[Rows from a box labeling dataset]
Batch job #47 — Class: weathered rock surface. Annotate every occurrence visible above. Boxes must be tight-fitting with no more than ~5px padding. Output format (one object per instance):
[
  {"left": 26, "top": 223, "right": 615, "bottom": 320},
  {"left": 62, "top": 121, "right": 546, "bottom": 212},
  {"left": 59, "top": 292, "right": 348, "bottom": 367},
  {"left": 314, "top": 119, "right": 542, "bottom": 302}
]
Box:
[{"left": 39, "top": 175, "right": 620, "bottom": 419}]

Given problem
Scale the material above by copying every line, requests included, with each bounding-box coordinate in the answers multiplied by 1.2 and rounded to the nearest whole number, halves rounding up. Keep every number in the requests and their format samples unchanged.

Response
Batch job #47 — Class: weathered rock surface. Annotate every occurrence visible above. Boxes must be tight-fitting with no more than ~5px padding. Output format (one object per instance):
[
  {"left": 26, "top": 223, "right": 615, "bottom": 320},
  {"left": 62, "top": 121, "right": 546, "bottom": 212},
  {"left": 59, "top": 292, "right": 348, "bottom": 367},
  {"left": 314, "top": 119, "right": 542, "bottom": 302}
]
Box:
[{"left": 47, "top": 210, "right": 744, "bottom": 503}]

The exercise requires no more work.